Resume the article on OpenBAS Agent installation modes after its final sentence, keeping its tone and style.

* **DOCUMENT PASSAGE**:
------------------------------------------------------------------------
Breach & Attack Simulation
Software Development

Deploy OpenBAS Agents Like an Adversary and Validate Your Security Posture

Jun 12, 2025 12 min read

In OpenBAS 1.14, our Adversarial Exposure Validation (AEV) platform, we introduced new methods for installing the OpenBAS Agent. This update marks a significant step in our ongoing efforts to enhance performance, optimize functionality, and improve the overall user experience.

By supporting new installation modes, we expand the possibilities for users to simulate a wider variety of attack scenarios and strengthen their security posture. Different installation modes allow the Agent to operate under various privilege levels, such as standard user accounts or administrative contexts. This flexibility is essential, as some attack simulations require specific permissions to accurately reflect real-world threats.

These improvements make the Agent more adaptable and capable of assessing the human-side of readiness.


TL;DR

  • New agent installation modes simulate attacker behavior using standard or admin privileges.
  • Agents can now run as domain users to mimic real-world credential-based threats.
  • Simulate full post-compromise flows: enumerate shares, extract credentials, and test lateral movement.
  • Centralized findings and detailed metrics help assess detection, prevention, and analyst response.

Context

The OpenBAS Agent is a key component of the OpenBAS platform, responsible for registering an endpoint, retrieving assigned tasks, and forwarding them to implants for execution on the target machine.
------------------------------------------------------------------------
* **DATASET RECORDS**:
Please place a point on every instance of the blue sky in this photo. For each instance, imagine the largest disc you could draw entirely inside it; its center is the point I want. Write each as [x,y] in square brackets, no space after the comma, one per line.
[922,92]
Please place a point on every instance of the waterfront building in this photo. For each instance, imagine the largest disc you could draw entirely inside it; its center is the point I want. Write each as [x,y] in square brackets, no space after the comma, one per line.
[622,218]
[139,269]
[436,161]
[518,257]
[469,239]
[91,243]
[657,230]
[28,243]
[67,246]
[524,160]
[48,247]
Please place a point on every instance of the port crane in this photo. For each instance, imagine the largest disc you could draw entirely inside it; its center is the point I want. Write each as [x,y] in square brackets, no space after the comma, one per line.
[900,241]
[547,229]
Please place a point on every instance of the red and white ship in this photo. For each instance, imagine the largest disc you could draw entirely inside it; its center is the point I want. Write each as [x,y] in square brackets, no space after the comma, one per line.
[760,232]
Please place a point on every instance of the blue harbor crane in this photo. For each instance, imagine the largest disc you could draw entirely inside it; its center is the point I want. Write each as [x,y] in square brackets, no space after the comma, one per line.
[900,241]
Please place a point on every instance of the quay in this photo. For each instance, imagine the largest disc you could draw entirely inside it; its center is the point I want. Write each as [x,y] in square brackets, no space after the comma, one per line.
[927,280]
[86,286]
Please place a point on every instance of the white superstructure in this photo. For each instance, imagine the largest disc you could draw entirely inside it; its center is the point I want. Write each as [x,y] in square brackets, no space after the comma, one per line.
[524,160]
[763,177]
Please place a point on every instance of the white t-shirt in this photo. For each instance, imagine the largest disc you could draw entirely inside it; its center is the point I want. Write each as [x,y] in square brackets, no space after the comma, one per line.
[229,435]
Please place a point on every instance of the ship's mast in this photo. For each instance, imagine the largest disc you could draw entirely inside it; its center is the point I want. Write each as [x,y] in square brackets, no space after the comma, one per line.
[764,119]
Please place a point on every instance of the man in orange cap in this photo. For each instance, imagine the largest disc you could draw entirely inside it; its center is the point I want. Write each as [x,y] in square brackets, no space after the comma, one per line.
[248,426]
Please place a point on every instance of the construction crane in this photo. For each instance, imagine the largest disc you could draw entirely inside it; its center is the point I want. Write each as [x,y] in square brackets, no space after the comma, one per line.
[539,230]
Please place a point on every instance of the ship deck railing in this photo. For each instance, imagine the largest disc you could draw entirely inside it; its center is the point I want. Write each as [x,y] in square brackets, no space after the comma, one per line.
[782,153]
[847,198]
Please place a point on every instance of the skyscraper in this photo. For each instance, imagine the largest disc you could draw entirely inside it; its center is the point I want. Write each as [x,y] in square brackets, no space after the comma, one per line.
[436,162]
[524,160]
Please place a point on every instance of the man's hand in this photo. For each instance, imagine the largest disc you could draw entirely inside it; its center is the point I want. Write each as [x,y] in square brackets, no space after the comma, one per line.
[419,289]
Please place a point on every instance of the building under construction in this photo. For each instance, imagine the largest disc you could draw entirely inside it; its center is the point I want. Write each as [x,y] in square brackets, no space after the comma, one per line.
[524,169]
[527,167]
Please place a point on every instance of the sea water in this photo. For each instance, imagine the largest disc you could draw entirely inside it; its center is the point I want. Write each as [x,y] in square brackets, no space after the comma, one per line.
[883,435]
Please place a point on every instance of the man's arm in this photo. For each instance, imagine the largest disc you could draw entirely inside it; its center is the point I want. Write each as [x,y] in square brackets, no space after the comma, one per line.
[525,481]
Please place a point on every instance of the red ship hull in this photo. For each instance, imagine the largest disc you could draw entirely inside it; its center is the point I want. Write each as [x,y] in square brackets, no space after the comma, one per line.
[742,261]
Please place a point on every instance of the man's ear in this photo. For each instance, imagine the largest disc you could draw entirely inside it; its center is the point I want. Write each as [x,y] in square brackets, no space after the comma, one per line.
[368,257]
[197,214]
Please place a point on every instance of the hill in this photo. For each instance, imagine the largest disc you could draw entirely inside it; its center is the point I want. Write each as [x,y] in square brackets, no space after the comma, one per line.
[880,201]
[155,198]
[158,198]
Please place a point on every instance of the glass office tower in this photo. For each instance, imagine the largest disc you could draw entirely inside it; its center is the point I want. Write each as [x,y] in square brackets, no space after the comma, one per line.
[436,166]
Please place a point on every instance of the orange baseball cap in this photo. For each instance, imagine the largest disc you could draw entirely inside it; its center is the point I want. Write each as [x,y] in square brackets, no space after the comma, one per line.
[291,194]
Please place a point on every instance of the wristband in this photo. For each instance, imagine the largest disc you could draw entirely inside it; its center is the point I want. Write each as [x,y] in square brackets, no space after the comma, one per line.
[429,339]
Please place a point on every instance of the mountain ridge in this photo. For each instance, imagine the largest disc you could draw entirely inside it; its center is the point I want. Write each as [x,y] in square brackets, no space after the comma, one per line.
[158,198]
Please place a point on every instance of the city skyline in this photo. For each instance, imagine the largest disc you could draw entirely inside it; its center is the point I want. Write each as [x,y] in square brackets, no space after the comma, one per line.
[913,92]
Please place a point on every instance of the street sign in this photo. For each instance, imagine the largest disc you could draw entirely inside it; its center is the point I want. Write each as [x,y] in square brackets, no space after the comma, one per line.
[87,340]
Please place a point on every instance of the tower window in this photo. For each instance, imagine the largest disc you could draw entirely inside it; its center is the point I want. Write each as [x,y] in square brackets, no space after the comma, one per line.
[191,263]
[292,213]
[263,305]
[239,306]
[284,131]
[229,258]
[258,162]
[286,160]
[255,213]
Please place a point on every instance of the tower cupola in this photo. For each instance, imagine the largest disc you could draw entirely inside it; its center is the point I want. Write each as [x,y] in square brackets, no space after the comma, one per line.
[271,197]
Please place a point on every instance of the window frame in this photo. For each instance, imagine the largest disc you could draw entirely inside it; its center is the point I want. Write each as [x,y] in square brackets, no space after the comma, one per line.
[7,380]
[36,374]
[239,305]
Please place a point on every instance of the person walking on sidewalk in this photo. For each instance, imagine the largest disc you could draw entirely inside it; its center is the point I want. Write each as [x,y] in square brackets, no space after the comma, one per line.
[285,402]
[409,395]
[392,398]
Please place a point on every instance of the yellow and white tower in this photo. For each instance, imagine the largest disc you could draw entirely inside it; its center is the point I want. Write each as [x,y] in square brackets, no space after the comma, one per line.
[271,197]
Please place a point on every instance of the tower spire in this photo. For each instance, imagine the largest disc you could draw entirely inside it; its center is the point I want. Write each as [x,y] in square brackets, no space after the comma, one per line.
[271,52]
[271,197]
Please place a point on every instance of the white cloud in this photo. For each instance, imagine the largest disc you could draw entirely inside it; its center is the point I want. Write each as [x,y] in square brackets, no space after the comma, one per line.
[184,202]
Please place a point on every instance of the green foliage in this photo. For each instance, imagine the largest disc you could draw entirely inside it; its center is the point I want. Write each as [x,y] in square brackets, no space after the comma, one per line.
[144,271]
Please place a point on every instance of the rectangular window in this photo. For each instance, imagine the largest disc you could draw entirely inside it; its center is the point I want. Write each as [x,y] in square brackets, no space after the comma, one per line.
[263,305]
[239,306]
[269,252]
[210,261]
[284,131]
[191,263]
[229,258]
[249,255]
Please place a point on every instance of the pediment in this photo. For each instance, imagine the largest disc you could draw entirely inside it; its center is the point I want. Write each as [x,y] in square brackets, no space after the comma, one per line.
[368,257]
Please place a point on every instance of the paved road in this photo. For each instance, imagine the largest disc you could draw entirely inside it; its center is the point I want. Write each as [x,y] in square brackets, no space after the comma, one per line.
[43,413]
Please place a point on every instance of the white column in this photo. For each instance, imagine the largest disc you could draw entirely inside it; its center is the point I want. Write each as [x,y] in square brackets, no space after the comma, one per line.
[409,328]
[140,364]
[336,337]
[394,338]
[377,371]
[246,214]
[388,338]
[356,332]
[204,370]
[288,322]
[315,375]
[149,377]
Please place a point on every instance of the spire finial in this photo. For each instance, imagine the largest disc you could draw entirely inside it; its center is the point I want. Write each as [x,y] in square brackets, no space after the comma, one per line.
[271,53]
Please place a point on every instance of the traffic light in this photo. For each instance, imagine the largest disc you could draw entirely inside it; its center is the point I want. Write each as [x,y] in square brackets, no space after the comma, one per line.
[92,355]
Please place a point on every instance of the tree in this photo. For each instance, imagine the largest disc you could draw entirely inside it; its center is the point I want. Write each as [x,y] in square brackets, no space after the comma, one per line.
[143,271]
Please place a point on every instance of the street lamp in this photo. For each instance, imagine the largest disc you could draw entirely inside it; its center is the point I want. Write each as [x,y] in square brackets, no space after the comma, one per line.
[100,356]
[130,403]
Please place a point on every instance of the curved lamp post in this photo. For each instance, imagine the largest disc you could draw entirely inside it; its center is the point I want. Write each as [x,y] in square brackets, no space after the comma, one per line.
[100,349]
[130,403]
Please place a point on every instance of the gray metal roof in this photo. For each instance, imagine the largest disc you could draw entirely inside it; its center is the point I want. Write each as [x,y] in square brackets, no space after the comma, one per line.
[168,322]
------------------------------------------------------------------------
* **RESULT FOR THIS TASK**:
Developed in Rust for performance, safety, and portability, the Agent runs silently in the background and doesn’t perform any actions directly to the endpoint to ensure simulations run without interference and with realism. It supports multiple operating systems, including Windows, Linux, and macOS. Its lightweight, neutral behavior makes it ideal for conducting comprehensive security assessments across varied environments.

The diagram below illustrates how the OpenBAS Agent operates within a typical architecture:

  • interfacing with the OpenBAS platform.
  • interacting with endpoint detection and response (EDR) like Microsoft Defender for Endpoints or CrowdStrike, SIEM with Microsoft Sentinel.
  • communicating with collectors to support simulation orchestration.
Agent Workflow

Installation Modes

OpenBAS now supports three modes of installations for the Agent, each using different mechanisms and privileges levels.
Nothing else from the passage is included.